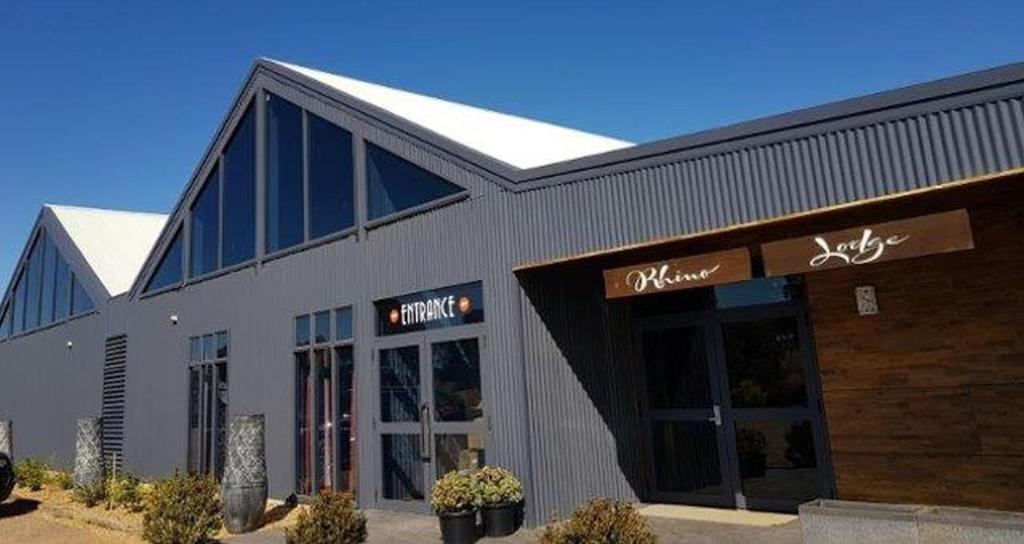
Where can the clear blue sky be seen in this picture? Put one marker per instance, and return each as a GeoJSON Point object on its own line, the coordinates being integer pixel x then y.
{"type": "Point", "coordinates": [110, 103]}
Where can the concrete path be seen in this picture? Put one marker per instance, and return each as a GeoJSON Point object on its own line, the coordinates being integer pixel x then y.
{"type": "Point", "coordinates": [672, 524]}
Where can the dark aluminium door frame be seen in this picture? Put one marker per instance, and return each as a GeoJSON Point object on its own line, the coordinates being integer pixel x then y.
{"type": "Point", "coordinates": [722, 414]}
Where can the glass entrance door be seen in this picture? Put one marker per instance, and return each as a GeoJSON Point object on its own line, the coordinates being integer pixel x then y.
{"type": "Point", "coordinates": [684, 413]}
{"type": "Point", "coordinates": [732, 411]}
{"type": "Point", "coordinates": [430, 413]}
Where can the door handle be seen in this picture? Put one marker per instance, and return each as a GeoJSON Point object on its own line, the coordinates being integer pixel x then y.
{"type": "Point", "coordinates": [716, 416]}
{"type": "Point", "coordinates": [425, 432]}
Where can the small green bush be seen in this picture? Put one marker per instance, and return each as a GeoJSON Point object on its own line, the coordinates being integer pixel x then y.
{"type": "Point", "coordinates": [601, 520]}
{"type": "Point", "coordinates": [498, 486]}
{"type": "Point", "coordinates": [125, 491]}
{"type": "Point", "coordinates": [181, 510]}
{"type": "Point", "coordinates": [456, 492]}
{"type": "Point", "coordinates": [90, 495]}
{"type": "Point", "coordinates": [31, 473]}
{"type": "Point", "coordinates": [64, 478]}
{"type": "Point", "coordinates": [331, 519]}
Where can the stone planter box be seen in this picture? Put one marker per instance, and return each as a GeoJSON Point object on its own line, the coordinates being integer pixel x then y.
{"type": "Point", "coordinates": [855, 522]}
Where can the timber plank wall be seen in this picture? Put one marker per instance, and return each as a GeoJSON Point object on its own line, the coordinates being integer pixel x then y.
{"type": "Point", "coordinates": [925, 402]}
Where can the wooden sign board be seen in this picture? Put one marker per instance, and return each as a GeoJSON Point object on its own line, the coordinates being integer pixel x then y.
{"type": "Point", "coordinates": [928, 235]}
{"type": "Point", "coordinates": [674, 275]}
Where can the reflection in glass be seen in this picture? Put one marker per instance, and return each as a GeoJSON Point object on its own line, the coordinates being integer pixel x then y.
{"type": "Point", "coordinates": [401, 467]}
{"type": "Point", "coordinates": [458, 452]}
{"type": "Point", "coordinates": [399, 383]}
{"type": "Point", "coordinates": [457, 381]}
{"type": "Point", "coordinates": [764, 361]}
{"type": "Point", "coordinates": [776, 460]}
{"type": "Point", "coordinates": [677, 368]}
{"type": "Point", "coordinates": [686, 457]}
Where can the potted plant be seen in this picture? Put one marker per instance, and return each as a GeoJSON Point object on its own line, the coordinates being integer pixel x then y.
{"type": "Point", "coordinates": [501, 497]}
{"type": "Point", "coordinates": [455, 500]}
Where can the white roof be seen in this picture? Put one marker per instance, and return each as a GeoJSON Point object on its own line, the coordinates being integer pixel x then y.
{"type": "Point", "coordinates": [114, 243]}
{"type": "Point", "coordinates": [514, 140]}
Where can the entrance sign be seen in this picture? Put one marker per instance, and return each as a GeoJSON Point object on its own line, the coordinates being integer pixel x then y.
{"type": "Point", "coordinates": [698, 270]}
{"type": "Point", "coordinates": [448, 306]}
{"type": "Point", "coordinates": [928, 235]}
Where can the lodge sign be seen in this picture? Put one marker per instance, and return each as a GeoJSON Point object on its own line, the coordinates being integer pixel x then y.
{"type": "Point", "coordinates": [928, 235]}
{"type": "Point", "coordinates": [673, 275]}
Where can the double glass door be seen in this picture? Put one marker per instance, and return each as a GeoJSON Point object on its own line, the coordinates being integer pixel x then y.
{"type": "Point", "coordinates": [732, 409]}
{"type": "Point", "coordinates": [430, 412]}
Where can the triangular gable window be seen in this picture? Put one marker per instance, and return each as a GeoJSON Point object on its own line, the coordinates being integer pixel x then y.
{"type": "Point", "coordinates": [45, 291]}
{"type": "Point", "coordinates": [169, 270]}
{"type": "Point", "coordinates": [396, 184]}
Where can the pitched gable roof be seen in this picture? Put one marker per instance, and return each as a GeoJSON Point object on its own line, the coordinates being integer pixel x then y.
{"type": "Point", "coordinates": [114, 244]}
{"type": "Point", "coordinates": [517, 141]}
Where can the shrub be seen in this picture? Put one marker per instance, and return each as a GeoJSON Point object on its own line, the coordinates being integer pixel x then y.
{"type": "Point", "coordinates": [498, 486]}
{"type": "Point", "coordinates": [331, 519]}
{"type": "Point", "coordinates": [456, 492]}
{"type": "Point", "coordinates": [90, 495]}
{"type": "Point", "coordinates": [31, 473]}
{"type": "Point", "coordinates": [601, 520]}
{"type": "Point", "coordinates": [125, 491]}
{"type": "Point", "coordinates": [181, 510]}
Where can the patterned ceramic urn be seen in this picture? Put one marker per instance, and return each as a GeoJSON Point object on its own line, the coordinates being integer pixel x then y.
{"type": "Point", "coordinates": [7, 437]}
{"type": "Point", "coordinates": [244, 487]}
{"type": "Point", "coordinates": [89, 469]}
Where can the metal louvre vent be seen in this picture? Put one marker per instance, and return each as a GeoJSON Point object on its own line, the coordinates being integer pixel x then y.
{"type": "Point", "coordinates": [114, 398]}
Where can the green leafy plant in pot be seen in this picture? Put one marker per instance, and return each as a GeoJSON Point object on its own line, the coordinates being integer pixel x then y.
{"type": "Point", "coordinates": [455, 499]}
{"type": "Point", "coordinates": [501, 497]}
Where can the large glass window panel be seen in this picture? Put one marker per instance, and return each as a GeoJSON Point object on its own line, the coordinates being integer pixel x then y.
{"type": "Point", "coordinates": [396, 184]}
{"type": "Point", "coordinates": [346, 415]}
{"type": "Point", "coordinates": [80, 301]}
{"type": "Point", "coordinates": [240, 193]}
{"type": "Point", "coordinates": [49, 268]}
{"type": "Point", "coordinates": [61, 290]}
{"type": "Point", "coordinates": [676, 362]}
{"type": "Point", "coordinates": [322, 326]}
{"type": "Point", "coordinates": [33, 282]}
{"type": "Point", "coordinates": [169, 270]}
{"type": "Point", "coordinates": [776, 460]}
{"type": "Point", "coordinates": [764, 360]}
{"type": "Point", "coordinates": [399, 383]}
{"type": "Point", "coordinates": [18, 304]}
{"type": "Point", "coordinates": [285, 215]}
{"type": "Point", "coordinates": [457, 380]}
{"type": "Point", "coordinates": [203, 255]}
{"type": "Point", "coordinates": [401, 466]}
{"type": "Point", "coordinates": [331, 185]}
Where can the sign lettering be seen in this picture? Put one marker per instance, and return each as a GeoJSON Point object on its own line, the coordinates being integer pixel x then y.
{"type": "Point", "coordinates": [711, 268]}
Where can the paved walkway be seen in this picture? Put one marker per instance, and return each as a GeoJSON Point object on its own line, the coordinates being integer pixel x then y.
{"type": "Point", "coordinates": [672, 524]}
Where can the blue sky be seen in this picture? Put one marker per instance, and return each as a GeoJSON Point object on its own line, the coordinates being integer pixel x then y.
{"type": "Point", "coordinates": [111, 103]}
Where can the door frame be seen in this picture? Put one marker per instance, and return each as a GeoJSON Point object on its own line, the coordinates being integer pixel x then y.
·····
WHAT YOU NEED TO DO> Return the whole listing, word for word, and leave out every picture.

THE COMPLETED TASK>
Where can the clear blue sky be seen in this picture? Put one marker per instance, and return each as a GeoJSON Point object on its own line, the coordinates being integer pixel x then y.
{"type": "Point", "coordinates": [110, 103]}
Where can the concrete path be seen in this picture? Put one marker per instance, and return each as a GeoJSON Point object on its own line, the coordinates being integer pixel x then y.
{"type": "Point", "coordinates": [672, 524]}
Where can the dark aluminium door frame be seen in this picture? Put one marker per instance, and return each as a GeoJSON Point object on its own line, the coordinates being integer pixel x then y.
{"type": "Point", "coordinates": [722, 414]}
Where can the glass entrance door be seen in this picture? Put one marker per instance, and return each as a GeoJSON Point object on its own line, the coordinates being integer pixel x then y.
{"type": "Point", "coordinates": [684, 413]}
{"type": "Point", "coordinates": [732, 411]}
{"type": "Point", "coordinates": [430, 413]}
Where can the door handle be seen in this picture? Put one marker per instance, and return each as a GeoJSON Point object on its own line, the coordinates being integer pixel x then y.
{"type": "Point", "coordinates": [716, 416]}
{"type": "Point", "coordinates": [425, 432]}
Where can the small green bush be seen in this picture? Put one marker per instance, and return each as a GeoJSON Point object on its own line, the coordinates being integer pixel x then y.
{"type": "Point", "coordinates": [601, 520]}
{"type": "Point", "coordinates": [498, 486]}
{"type": "Point", "coordinates": [125, 491]}
{"type": "Point", "coordinates": [181, 510]}
{"type": "Point", "coordinates": [456, 492]}
{"type": "Point", "coordinates": [90, 495]}
{"type": "Point", "coordinates": [31, 473]}
{"type": "Point", "coordinates": [64, 478]}
{"type": "Point", "coordinates": [331, 519]}
Where can the stone planter box be seen in this picture? Put one marker per instance, and return each as a GeoJSON Point object on its own line, the coordinates being integer pixel x then y.
{"type": "Point", "coordinates": [855, 522]}
Where can the timber plank wall be seen in this picture? Put one marker per instance, and return each as a GeoJSON Point object on its own line, the coordinates being integer pixel x then y.
{"type": "Point", "coordinates": [925, 402]}
Where can the wooden sign board be seen in this picture? Put one marker per instance, and return each as a GeoJSON Point object on its own line, the coordinates being integer pixel x then y.
{"type": "Point", "coordinates": [928, 235]}
{"type": "Point", "coordinates": [674, 275]}
Where can the reflection in glass be seen in this picture? Put one marker per instance, and return each as a GeoJSON Point object on its own line, the coordinates being integer pixel x then y.
{"type": "Point", "coordinates": [401, 467]}
{"type": "Point", "coordinates": [458, 452]}
{"type": "Point", "coordinates": [399, 383]}
{"type": "Point", "coordinates": [457, 381]}
{"type": "Point", "coordinates": [764, 361]}
{"type": "Point", "coordinates": [776, 460]}
{"type": "Point", "coordinates": [677, 368]}
{"type": "Point", "coordinates": [686, 457]}
Where can the potted plant be seen in this picture? Put one marker per instance, and return each as a GeoJSON Point object on its own line, the coordinates being integer pixel x then y.
{"type": "Point", "coordinates": [501, 497]}
{"type": "Point", "coordinates": [455, 500]}
Where can the white roof be seen in this picture? Put one marker per instance, and return each as a GeoJSON Point object on its own line, the coordinates being integer pixel x then y.
{"type": "Point", "coordinates": [114, 243]}
{"type": "Point", "coordinates": [514, 140]}
Where can the entrance sign be seen in this picture? Put one marker per instance, and return each as a GeoJSON Point object on its own line, the coordinates being integer pixel x then y.
{"type": "Point", "coordinates": [698, 270]}
{"type": "Point", "coordinates": [448, 306]}
{"type": "Point", "coordinates": [928, 235]}
Where can the lodge sign be seen in this picture? Put one marker per instance, and return each as a GeoJSON Point object on its own line, the coordinates being integer pixel x then y.
{"type": "Point", "coordinates": [928, 235]}
{"type": "Point", "coordinates": [673, 275]}
Where can the double glass door be seen in this picture? Put one marker per instance, and return each as a GeoJSON Point object on its own line, the coordinates being integer pixel x then y.
{"type": "Point", "coordinates": [732, 409]}
{"type": "Point", "coordinates": [430, 412]}
Where can the triangular gable window be seen in this picture? Put one marker per instance, and return each as a GeoJSON Point object on its own line, the coordinates being integer pixel x then y.
{"type": "Point", "coordinates": [45, 291]}
{"type": "Point", "coordinates": [169, 270]}
{"type": "Point", "coordinates": [396, 184]}
Where can the pitched gable roof be seen in this picture? Put one marker per instance, and return each as a GeoJSON Point object on its own line, the coordinates being integer pixel x then y.
{"type": "Point", "coordinates": [114, 244]}
{"type": "Point", "coordinates": [517, 141]}
Where can the shrub be seen in this picture? Put one marker per instance, and return each as a GeoJSON Point object on its own line, the coordinates being integer pixel x then y.
{"type": "Point", "coordinates": [498, 486]}
{"type": "Point", "coordinates": [331, 519]}
{"type": "Point", "coordinates": [456, 492]}
{"type": "Point", "coordinates": [90, 495]}
{"type": "Point", "coordinates": [31, 473]}
{"type": "Point", "coordinates": [601, 520]}
{"type": "Point", "coordinates": [125, 491]}
{"type": "Point", "coordinates": [181, 510]}
Where can the patterned ceramic urn be seen in this picture? Put one marker per instance, and return each as a GeoJSON Point object on its own line, the coordinates being integer pixel x then y.
{"type": "Point", "coordinates": [7, 437]}
{"type": "Point", "coordinates": [244, 487]}
{"type": "Point", "coordinates": [89, 469]}
Where can the metal louvre vent be seen in this picture? Put one marker per instance, and return each as a GeoJSON Point object on its own line, the coordinates being integer pixel x then y.
{"type": "Point", "coordinates": [114, 398]}
Where can the green leafy plant in pot be seen in this picture? Put one marker per instance, and return each as a GeoJSON Point object on its own line, the coordinates being integer pixel x then y.
{"type": "Point", "coordinates": [455, 499]}
{"type": "Point", "coordinates": [501, 497]}
Where can the large glass window panel be seen in this picture? Put one marker per instance, and return each as a GeoJSON Point object on its own line, the coordinates being integer pixel x then y.
{"type": "Point", "coordinates": [396, 184]}
{"type": "Point", "coordinates": [346, 415]}
{"type": "Point", "coordinates": [80, 301]}
{"type": "Point", "coordinates": [240, 193]}
{"type": "Point", "coordinates": [49, 268]}
{"type": "Point", "coordinates": [61, 290]}
{"type": "Point", "coordinates": [676, 362]}
{"type": "Point", "coordinates": [322, 326]}
{"type": "Point", "coordinates": [33, 282]}
{"type": "Point", "coordinates": [169, 270]}
{"type": "Point", "coordinates": [776, 460]}
{"type": "Point", "coordinates": [764, 360]}
{"type": "Point", "coordinates": [399, 383]}
{"type": "Point", "coordinates": [18, 304]}
{"type": "Point", "coordinates": [285, 215]}
{"type": "Point", "coordinates": [457, 380]}
{"type": "Point", "coordinates": [203, 255]}
{"type": "Point", "coordinates": [401, 466]}
{"type": "Point", "coordinates": [331, 185]}
Where can the sign lettering be seen in this picture? Put one marker per instance, and return each as a GeoJSON Point object on its own line, the coordinates being integer pixel x then y.
{"type": "Point", "coordinates": [711, 268]}
Where can the paved walkway be seen in this picture? Put one marker per instance, and return each as a GeoJSON Point object on its own line, the coordinates being integer pixel x then y.
{"type": "Point", "coordinates": [672, 524]}
Where can the blue sky be seen in this picture? Put one marker per instance, and return each as a GeoJSON Point object on its own line, the coordinates being integer pixel x then y.
{"type": "Point", "coordinates": [111, 103]}
Where can the door frame be seen in this picture? Put one marker per instance, and return each as a GeoJSON Point object on its own line, the coordinates being integer pixel x then y.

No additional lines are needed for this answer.